What is needed
Print every one of the following entries line for line, without changing a single character.

Point annotation dataset entries
-- Begin --

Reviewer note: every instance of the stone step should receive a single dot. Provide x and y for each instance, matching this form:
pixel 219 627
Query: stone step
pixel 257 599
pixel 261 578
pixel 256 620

-- End --

Answer
Reviewer note: every instance of the stone step should receive a single dot. Provide x and y for each instance, matching this form:
pixel 219 627
Query: stone step
pixel 257 599
pixel 261 578
pixel 256 620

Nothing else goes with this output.